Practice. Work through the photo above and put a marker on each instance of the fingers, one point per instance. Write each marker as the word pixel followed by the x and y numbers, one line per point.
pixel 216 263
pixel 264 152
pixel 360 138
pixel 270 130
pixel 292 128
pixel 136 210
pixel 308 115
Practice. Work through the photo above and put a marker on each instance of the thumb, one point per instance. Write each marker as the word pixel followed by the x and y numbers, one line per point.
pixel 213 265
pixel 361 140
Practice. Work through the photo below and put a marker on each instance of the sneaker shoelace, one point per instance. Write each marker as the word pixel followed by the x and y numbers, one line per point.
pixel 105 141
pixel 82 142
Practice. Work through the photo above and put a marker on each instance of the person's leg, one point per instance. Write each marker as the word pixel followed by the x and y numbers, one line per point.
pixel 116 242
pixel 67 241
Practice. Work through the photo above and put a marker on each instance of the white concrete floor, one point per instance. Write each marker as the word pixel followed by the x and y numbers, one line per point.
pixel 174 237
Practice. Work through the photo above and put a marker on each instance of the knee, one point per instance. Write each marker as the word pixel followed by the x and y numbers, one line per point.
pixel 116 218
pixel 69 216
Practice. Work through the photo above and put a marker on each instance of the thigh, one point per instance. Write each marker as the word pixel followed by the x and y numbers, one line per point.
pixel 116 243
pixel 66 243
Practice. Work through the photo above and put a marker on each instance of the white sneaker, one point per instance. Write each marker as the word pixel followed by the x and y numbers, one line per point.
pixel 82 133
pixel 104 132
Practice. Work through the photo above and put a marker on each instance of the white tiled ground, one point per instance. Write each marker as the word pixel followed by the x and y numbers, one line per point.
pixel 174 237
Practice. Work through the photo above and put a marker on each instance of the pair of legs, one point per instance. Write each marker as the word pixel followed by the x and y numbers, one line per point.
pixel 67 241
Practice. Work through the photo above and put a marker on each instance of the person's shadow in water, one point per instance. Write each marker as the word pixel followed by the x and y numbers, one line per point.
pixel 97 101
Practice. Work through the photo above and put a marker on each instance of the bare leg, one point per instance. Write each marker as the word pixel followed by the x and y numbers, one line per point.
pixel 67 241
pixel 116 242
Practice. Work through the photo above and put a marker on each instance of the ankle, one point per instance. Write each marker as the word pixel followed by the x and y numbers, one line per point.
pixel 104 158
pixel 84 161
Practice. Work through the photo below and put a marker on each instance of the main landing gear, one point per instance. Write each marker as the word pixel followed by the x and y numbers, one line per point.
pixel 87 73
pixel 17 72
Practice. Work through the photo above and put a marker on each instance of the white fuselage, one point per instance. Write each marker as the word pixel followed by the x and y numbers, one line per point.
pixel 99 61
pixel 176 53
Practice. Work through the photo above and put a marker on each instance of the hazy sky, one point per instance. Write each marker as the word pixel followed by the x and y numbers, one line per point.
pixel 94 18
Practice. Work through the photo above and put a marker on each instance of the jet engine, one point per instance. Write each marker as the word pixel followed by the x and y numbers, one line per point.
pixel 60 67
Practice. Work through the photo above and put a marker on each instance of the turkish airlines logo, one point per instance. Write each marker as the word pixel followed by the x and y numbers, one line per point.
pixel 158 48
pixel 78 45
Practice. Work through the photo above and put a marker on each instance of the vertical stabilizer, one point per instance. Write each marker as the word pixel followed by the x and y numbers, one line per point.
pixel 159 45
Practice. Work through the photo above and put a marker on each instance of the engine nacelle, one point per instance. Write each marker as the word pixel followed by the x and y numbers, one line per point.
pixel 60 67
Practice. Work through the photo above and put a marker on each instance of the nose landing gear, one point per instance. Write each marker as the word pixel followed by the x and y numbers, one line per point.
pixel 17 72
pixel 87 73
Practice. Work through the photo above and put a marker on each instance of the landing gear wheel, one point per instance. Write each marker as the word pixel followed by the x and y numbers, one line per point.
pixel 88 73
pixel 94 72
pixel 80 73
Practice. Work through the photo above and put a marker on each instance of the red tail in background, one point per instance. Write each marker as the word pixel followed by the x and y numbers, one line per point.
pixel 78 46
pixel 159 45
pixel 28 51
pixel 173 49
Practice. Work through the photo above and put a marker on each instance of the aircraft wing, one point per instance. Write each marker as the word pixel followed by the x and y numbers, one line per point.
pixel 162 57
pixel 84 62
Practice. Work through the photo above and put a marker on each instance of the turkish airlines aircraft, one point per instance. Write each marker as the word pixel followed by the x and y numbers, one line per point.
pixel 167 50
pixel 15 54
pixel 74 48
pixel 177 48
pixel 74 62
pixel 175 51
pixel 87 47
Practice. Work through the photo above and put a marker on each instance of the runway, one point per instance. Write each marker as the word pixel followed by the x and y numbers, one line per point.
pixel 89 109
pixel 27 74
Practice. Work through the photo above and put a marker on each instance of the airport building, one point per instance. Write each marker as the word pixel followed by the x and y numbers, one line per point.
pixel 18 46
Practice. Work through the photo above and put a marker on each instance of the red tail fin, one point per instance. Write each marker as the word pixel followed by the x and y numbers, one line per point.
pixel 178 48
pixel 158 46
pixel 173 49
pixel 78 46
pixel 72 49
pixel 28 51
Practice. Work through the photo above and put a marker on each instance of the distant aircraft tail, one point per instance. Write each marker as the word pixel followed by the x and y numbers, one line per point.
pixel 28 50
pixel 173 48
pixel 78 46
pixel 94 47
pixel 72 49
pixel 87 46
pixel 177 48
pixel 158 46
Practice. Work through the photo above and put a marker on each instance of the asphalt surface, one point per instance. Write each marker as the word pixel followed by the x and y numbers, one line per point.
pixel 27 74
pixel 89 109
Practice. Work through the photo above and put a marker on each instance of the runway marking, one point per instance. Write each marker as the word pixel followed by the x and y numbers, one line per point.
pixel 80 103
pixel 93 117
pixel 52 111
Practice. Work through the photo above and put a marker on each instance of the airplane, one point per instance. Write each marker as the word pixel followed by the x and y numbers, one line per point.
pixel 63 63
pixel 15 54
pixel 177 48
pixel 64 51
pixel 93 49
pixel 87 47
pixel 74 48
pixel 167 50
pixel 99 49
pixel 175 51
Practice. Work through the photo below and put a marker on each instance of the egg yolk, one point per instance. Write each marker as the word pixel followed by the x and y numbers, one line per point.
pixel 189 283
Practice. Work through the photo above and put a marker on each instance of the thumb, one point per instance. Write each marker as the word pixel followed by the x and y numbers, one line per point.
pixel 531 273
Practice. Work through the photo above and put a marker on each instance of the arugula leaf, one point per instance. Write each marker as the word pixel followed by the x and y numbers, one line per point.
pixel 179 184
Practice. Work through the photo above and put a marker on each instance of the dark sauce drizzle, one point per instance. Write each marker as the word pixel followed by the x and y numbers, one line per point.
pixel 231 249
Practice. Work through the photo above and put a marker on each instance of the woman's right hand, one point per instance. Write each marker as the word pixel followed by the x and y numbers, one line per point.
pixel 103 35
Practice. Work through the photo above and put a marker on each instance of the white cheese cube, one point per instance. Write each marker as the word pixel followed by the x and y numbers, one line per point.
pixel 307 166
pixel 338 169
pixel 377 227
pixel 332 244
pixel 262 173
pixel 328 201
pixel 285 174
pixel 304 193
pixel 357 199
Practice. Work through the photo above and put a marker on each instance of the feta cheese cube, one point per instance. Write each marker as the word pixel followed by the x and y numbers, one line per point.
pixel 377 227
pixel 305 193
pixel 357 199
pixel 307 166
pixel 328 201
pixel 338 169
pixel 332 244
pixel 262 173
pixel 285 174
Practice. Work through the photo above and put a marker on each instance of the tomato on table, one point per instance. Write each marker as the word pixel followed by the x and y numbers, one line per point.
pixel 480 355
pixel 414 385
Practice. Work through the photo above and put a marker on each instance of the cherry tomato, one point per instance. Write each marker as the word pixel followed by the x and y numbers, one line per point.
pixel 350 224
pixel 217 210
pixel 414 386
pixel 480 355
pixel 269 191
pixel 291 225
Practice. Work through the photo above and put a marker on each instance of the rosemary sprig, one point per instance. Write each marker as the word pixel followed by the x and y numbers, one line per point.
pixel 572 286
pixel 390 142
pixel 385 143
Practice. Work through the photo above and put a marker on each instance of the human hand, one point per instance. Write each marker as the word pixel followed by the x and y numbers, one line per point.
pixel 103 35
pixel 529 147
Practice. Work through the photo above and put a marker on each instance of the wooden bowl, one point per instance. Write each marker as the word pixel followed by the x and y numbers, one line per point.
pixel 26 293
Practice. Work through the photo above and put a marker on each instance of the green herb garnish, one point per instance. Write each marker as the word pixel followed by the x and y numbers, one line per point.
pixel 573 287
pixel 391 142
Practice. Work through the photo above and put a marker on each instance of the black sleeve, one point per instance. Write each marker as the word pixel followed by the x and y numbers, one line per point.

# # # # #

* _Set problem_
Reproduce the part of the records above that opens with the line containing "tail fin, one" and closes with the line containing "pixel 179 184", including both of those lines, with each line unchanged.

* _Result_
Practice. Work through the photo above and put a marker on each instance of the red tail fin, one point per instance. Write each marker as the word pixel followed by the x and y numbers, one line per point.
pixel 178 48
pixel 158 46
pixel 173 49
pixel 78 46
pixel 72 49
pixel 28 51
Practice. Work through the photo above and put a marker on each instance of the distant aircraft tail, one point per instance. Write each marker as the word pixel followed by the x and y numbers, one line per point.
pixel 28 50
pixel 173 48
pixel 78 46
pixel 94 47
pixel 72 49
pixel 87 46
pixel 177 48
pixel 158 46
Practice. Work through the photo above and put a marker on each instance of the asphalt surface, one point per instance. Write each marker as the word pixel followed by the x and y numbers, one line per point.
pixel 27 74
pixel 89 109
Practice. Work through the photo above and put a marker on each instance of the runway marking, one point per instance. Write each marker as the word pixel followed by the x and y numbers, one line per point.
pixel 80 103
pixel 93 117
pixel 52 111
Practice. Work through the photo above and put a marker on each instance of the airplane, one point per instance. Write each marker as the word pixel followed by the x and y numbers, one line per point.
pixel 63 63
pixel 15 54
pixel 177 48
pixel 64 51
pixel 93 49
pixel 87 47
pixel 74 48
pixel 167 50
pixel 99 49
pixel 175 51
Practice. Work through the photo below and put a marker on each instance of the egg yolk, one point per instance. Write each marker as the word pixel followed by the x and y numbers, one line per point.
pixel 189 283
Practice. Work through the photo above and put a marker on each instance of the thumb, one point per instance. Write each marker as the word pixel followed by the x and y numbers, one line per point.
pixel 531 273
Practice. Work through the photo above and put a marker on each instance of the arugula leaf, one point per instance. Write each marker as the word pixel followed by the x and y numbers, one line per point.
pixel 179 184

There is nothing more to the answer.